(Stored dataset items)

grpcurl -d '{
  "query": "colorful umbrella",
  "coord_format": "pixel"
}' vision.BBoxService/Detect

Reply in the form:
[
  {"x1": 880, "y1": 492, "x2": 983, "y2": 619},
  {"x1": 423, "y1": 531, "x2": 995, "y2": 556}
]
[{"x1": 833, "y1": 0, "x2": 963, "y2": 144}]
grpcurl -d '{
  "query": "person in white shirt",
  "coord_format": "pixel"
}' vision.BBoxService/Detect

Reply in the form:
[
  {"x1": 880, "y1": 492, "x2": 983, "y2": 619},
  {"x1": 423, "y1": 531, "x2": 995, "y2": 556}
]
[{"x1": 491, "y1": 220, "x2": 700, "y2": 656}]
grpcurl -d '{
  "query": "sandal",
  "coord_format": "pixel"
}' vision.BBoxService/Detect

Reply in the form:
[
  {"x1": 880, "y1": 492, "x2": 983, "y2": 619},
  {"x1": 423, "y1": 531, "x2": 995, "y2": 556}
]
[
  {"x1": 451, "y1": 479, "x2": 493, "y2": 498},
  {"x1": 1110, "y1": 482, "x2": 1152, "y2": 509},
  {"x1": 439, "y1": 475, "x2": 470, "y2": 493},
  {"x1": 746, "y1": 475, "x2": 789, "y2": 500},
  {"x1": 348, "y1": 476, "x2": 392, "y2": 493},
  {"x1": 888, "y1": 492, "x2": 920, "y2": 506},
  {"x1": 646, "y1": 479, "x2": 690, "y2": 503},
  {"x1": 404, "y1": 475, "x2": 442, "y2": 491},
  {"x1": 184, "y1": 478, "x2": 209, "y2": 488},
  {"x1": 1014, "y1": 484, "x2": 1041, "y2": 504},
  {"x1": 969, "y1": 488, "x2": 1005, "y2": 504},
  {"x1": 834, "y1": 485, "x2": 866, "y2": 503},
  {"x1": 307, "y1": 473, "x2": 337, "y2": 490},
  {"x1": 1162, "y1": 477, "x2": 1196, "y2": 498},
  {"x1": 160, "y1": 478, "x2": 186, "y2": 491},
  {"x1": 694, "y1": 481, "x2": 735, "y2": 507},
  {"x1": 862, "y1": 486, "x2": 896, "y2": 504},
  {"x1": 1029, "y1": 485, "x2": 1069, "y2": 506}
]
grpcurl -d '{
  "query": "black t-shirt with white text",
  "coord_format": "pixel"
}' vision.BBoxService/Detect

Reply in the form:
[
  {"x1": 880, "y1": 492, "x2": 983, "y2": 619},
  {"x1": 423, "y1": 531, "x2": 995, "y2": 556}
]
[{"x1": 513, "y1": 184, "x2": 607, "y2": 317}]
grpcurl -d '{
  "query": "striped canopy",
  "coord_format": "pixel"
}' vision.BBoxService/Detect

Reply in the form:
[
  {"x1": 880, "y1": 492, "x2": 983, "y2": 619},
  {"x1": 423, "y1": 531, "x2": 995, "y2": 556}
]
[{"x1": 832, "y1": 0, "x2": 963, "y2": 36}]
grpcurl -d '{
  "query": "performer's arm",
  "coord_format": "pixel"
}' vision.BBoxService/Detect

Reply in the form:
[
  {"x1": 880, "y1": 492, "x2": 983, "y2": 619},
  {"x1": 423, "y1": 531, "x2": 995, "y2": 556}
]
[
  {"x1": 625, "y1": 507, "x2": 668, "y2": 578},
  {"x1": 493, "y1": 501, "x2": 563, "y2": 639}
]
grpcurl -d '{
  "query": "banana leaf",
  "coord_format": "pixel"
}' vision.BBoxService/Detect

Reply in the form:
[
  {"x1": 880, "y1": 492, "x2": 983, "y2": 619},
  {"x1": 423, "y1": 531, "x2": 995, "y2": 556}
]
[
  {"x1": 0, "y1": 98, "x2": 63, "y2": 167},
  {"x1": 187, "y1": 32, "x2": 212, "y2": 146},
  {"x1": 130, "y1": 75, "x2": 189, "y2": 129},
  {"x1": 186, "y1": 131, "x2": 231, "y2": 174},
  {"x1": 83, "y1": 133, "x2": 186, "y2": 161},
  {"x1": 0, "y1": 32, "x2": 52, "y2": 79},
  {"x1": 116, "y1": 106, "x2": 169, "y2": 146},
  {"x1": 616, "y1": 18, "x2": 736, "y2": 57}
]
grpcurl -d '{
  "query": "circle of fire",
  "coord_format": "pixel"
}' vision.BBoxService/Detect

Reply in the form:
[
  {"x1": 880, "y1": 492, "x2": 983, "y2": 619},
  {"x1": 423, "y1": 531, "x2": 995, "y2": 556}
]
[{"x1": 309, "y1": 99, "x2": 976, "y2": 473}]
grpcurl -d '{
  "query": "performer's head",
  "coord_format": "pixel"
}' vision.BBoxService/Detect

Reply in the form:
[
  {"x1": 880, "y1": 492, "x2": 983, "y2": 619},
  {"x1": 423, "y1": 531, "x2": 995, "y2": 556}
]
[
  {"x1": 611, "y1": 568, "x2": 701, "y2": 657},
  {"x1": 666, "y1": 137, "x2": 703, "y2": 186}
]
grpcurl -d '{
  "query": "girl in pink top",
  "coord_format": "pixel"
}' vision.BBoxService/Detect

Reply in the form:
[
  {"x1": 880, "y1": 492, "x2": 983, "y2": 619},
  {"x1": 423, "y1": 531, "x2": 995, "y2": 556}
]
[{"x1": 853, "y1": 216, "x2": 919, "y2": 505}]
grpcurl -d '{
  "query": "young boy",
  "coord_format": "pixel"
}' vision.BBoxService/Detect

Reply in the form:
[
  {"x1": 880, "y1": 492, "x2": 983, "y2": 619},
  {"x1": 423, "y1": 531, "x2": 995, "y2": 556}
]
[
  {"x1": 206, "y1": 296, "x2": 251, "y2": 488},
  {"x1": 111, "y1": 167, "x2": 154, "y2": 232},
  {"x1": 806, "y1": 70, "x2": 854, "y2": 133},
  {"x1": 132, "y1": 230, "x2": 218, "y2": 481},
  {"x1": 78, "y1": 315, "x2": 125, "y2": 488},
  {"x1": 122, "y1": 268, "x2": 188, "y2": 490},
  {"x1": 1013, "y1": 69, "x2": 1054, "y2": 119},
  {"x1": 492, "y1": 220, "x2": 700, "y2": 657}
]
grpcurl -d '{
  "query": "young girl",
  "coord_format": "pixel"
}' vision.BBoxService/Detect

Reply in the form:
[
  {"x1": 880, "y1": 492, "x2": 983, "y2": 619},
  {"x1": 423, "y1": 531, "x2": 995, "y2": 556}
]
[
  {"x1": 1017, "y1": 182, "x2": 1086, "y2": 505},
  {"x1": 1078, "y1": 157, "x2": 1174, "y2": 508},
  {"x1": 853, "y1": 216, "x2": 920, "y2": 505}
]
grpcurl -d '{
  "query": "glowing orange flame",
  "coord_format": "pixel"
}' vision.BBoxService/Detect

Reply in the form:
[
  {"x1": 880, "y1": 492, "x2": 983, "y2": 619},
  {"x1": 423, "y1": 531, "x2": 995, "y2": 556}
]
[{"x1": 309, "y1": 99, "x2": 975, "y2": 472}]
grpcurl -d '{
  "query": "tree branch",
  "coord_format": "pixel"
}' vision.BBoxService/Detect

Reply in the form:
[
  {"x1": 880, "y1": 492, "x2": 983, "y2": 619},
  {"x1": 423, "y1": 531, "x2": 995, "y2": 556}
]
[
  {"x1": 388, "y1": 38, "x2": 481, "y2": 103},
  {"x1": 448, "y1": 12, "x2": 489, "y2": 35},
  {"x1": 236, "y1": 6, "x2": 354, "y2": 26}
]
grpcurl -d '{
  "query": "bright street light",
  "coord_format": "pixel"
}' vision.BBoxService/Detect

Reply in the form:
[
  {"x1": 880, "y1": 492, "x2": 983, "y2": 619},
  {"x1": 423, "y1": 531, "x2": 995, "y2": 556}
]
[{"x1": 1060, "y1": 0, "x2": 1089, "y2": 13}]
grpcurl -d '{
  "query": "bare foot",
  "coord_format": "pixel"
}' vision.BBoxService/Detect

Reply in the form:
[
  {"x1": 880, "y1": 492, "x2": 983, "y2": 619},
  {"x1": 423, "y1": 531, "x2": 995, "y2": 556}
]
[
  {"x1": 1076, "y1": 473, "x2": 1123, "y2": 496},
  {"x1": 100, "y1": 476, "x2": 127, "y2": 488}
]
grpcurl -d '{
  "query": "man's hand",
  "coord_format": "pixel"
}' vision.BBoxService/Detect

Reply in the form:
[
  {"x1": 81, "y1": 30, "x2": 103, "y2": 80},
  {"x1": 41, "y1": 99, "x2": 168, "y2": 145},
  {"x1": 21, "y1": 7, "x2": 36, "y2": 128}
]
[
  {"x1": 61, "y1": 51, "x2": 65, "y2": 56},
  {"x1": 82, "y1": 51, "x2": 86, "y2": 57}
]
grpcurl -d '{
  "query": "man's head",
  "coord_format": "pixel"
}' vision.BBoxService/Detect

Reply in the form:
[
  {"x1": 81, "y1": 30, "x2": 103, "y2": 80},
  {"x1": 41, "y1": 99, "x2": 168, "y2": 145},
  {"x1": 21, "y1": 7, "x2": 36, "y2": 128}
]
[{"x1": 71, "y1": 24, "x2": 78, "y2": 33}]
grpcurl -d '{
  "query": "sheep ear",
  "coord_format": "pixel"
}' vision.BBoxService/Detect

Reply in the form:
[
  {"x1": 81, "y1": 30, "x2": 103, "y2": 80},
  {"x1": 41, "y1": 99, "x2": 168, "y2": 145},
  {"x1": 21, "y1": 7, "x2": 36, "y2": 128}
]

WHAT IS NEEDED:
Return each line of the entries that holds the string "girl".

ANSWER BELOW:
  "query": "girl in pink top",
  "query": "young girl",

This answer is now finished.